#### [FONTE]
»»

Nel 2009 il politologo francese Dominique Moïsi ha intitolato un suo libro Geopolitica delle emozioni, testo nel quale si afferma che la post-verità si propaga nella rete e nei social network: il flusso incontrollato di notizie ci predispone alle bolle mediatiche. Il meccanismo dei followers e dei like non smonta le falsità, al contrario le rinforza. Infine, sempre secondo il politologo, la post-verità, intesa come bufala politica, diventa un monologo ripetuto all'infinito e che si sostituisce al dialogo tra parti avversarie[10].

L'uso contemporaneo del termine è invece da attribuire al blogger David Roberts, che lo usò nel 2010, per una rubrica presente nel sito di informazione online Grist. I politologi hanno riscontrato un'ascesa dell'uso delle politiche post-fattuali, in particolare nei contesti politici americano, inglese, indiano e turco, ma anche in altre aree di discussione. Ciò è stato reso possibile a causa della crescente velocità di diffusione delle notizie, all'uso di fallaci logiche sempre più in auge nei giornali, e alla continua crescita della presenza dei social media nella nostra quotidianità.[11][12]

Anche l'Accademia della Crusca ha studiato il neologismo post-verità: il 25 novembre 2016, in un intervento dal titolo Viviamo nell'epoca della post-verità?[13] , Marco Biffi ha scritto: «La rete ha senza dubbio delineato i connotati fondamentali di questa dimensione oltre la verità. 'Oltre' è il significato che qui sembra assumere il prefisso 'post' (invece del consueto 'dopo'): si tratta cioè di un 'dopo la verità' che non ha niente a che fare con la cronologia, ma che sottolinea il superamento della verità fino al punto di determinarne la perdita di importanza. E, analizzando le modalità in cui il superamento si concretizza di volta in volta, colpisce la vocazione profetica che la parola nasconde tra le sue lettere: la post-verità, infatti, spesso finisce per scivolare nella verità dei post (come è successo spesso sulla rete proprio in relazione alle campagne politiche legate alla Brexit o alle elezioni americane).»

Per Marco Biffi prevale l'uso del sostantivo al femminile, sebbene vi siano anche casi di post-verità al maschile.

««

#### [CONSEGNE]
**a)** Indica i contesti politici nazionali in cui, stando al testo sulla post-verità, i politologi hanno osservato un'ascesa delle politiche post-fattuali.
**b)** Porta avanti il testo sulla post-verità, riprendendo subito dopo la sua ultima frase.

#### [MATERIALE DI RIFERIMENTO]

»»

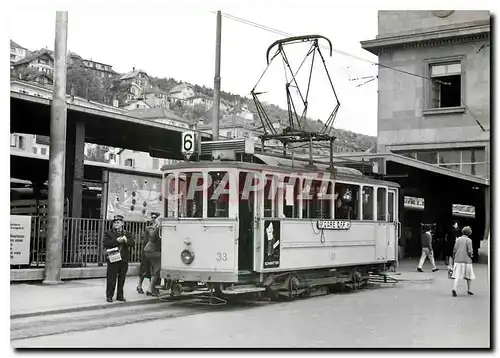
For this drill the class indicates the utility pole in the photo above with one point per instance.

««

#### [SOLUZIONI]
**a)** Americano, inglese, indiano e turco.

**b)**
Opinioni sulla voce[modifica | modifica wikitesto]

Ha scritto Daniele Bresciani su Il Libraio: «È la tanto citata post-verità, tirata in ballo per le cantonate dei sondaggi pre-Brexit e pre-Trump (di cui parla anche Annamaria Testa su Internazionale). In poche parole c’è chi per mestiere diffonde bufale in rete e se oggi quasi la metà della popolazione sceglie di informarsi (attenzione: il punto è tutto qui: non divertirsi, non scambiarsi le foto delle vacanze, ma informarsi) attraverso i social network il problema esiste.» [14]

Stefano Cecchi riferisce l'opinione di Vivian Schiller, già responsabile delle news di Twitter: «La bufala più grossa ha riguardato Donald Trump. Si sosteneva che costui in campagna elettorale avesse avuto l'endorsement di Papa Francesco. Una notizia così falsa al punto che il giornale che l'avrebbe diffusa per primo, il Denver Guardian, neppure esiste. Eppure per giorni è stata la notizia più letta su Facebook». Continua affermando: «Anche il fatto che Hillary aveva venduto armi all’Isis era una patacca. Eppure è stata la terza notizia più letta sui social Usa in quei giorni».[15]

Annamaria Testa, esperta di comunicazione, ha scritto in un articolo intitolato Vivere ai tempi della post-verità[16] ː «Dovete sapere che i fact checker del Washington Post valutano il grado di verità delle affermazioni assegnando Pinocchi. Un Pinocchio corrisponde a una quasi-verità, due Pinocchi sono una verità con omissioni o esagerazioni, tre Pinocchi sono una quasi falsità, o una verità espressa in maniera molto fuorviante, quattro Pinocchi sono una bufala totale. Infine, un Pinocchio capovolto corrisponde al ritrattare un’affermazione precedente facendo finta di niente, e un segno di spunta (o Geppetto) corrisponde alla pura verità. Bene: nel corso della sua campagna elettorale Trump batte ogni record collezionando ben 59 affermazioni da quattro Pinocchi

Daniele Scalea ritiene che la campagna contro le fake news nasconda la paura dell'establishment contro i cambiamenti e che si debba lasciar affermare la bufala che la Terra sia piatta «affinché l'onesto possa indicarci che il “Re è nudo”, senza per questo rischiare di essere accusato di propinare una bufala o di essere censurato da Facebook e Google».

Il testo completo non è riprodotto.